--- EXERCISE TEXT ---
--- START ---

Japan announces further stimulus package to tackle recession


Japan has today announced a fiscal stimulus plan of 10 trillion yen (£66 billion, $99 billion) in an attempt to drag the country out of recession.

The export-dependent economy, which was once seen as relatively unscathed by the global financial crisis, is being hit by a slump in demand for its products overseas.

Many economists believe the economy is heading for the deepest recession since the World War II after it recently suffered its worst ever decline in 35 years.

Furthermore, last week, the statistics bureau in Tokyo announced that the unemployment rate has risen to a 3-year high of 4.4%, up from 4.1% in January.

In the meantime, it was announced last week that business confidence among major manufacturers in the world’s second largest economy, has plummeted to a 35-year low.

Car production is also down, while household spending is down by 3.5% in February compared to the previous year - this was the 12th monthly decline. Purchases by consumers make up for more than 50% of the economy.

Returning to the stimulus package, it is expected to boost struggling companies and support regional economies.

Furthermore, the cash will provide a safety net for the many thousands of temporary workers who have lost their jobs due to cutbacks. The funding will also be used to support nursing and medical services.

Today’s package is the third such stimulus since last October, introduced to boost the Japanese economy and fight off a prolonged recession.

Japan’s Finance Minister, Kaoru Yosano, said details of the new plan will be finalised by the end of the week.

--- END ---

--- GIVEN DATA ---
--- START ---

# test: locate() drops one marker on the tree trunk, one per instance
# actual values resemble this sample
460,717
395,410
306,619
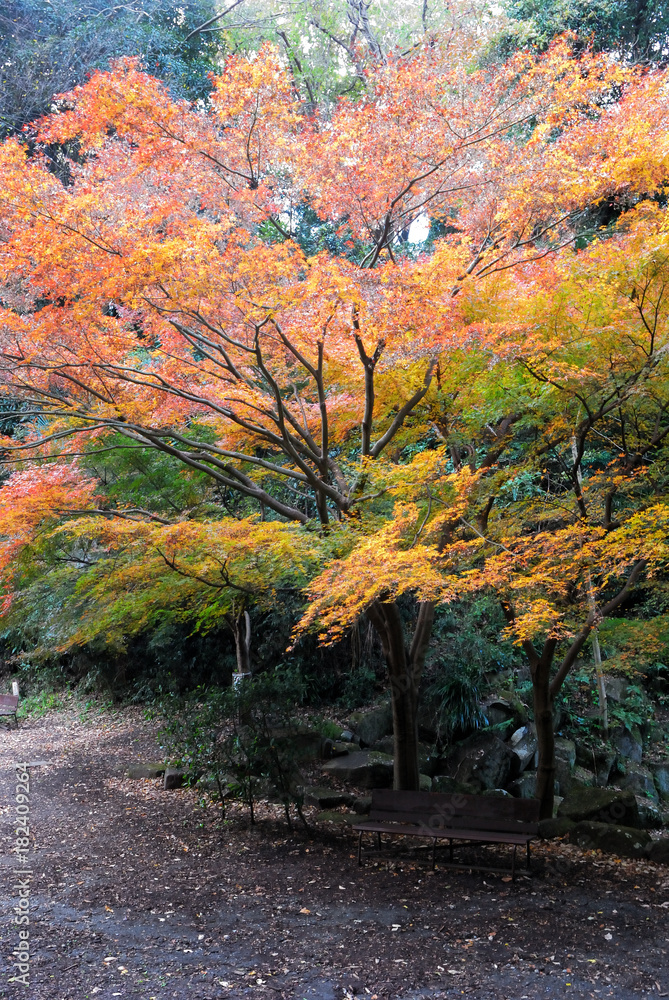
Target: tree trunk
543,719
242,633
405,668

--- END ---

--- DESCRIPTION OF THE TASK ---
Rewrite the article on Japan's stimulus package, beginning at the words "Many economists believe" and stopping after "of the economy.", and substitute "jobless rate" for "unemployment rate".

--- OUTPUT OF THE TASK ---
Many economists believe the economy is heading for the deepest recession since the World War II after it recently suffered its worst ever decline in 35 years.

Furthermore, last week, the statistics bureau in Tokyo announced that the jobless rate has risen to a 3-year high of 4.4%, up from 4.1% in January.

In the meantime, it was announced last week that business confidence among major manufacturers in the world’s second largest economy, has plummeted to a 35-year low.

Car production is also down, while household spending is down by 3.5% in February compared to the previous year - this was the 12th monthly decline. Purchases by consumers make up for more than 50% of the economy.